NicoleNews

Sunday, June 25, 2006

Gradualists

Friday was a day of extremes. For Luella and Nicole in Philadelphia it was a very good day. There was a good report from the doctor and a time together at an outdoor restaurant. Saturday was a day for both Nikki and Luella to rest and recuperate. For me, Friday was a very hard day. I was in San Diego to speak at a conference. I not only love what I do, but I also have a deep sense of privilege that I have been called to do it. But Friday morning was different. There has never been a point in my travels when my mind was so completely pulled in two directions. It was a huge battle to focus on the day's schedule of speaking ( although I was excited with the opportunity). I wanted to be home. I wanted to make sure Nicole was transported from the house to the car safely. I wanted to make sure that her ride to the doctor was as comfortable as possible. I wanted to be with her and Luella as they listened to the report from the doctor. I would have loved to be with Nikki to enjoy her rare moment outside. And since I was not able to be with Nicole and Luella, I could not wait for a break in my schedule to call and see how their day was progressing. And of course, I was on pins and needles to hear the doctor's report. It was a schizophrenic day.

DIRECTIONS: Continue the NicoleNews blog entry about that Friday in San Diego, picking up immediately after its final sentence.

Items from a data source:

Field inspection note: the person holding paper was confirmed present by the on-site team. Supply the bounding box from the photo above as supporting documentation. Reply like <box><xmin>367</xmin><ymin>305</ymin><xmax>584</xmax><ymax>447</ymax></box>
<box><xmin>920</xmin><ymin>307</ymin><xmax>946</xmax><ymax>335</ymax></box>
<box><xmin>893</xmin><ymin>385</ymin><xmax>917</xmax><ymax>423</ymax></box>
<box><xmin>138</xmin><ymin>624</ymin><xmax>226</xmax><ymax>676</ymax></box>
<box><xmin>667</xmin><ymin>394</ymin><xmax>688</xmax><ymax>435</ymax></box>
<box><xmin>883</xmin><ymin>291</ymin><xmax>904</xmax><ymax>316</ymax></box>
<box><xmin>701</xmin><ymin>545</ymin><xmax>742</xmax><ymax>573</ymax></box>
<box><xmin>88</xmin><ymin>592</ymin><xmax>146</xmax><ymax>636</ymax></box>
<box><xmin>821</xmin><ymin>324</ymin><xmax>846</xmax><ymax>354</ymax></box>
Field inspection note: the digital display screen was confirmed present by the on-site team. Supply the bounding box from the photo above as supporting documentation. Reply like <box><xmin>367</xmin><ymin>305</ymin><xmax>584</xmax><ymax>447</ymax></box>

TASK ANSWER:
At the end of the day, it hit me again how radically our lives have changed. I was struck by how much my daily thoughts are consumed with Nicole's needs. It hit me that other things that would have been in the foregound of my thoughts, plans, and activity, have faded into the background. It impressed me that I have a daily set of habits that I did not have in the days preceding May 19th. I reflected on how much my conversations with Luella are dominated by Nicole's physical needs, her spirit at the moment, legal and medical issues, and things that we need to do to assist her in her recovery. And I was left wondering how long this new normal would be the daily normal in which we live.

I think we all tend to live as gradualists. We all tend to buy into the expectation that our lives will stay essentially the same and only become different through extended processes of change. Our marriages gradually mature. Our children gradually get older. We are gradually given more responsibility in our places of work. Gradually our children leave our homes and gradually establish homes of their own, as we gradually get older. But we have not been gauranteed that life will be a collection of easy-to-predict, gradual changes. In fact, in a broken world, where things don't quite operate as they were intended, there is a real possiblity that we will hit moments of crisis, where life radically changes in an instant. And in some situations of immediate change, life is never the same again.

As gradualists, we all slip into finding rest in the predictability of gradual change. But this is not a safe place to rest. In a moment, change can explode in on us in ways beyond our expection.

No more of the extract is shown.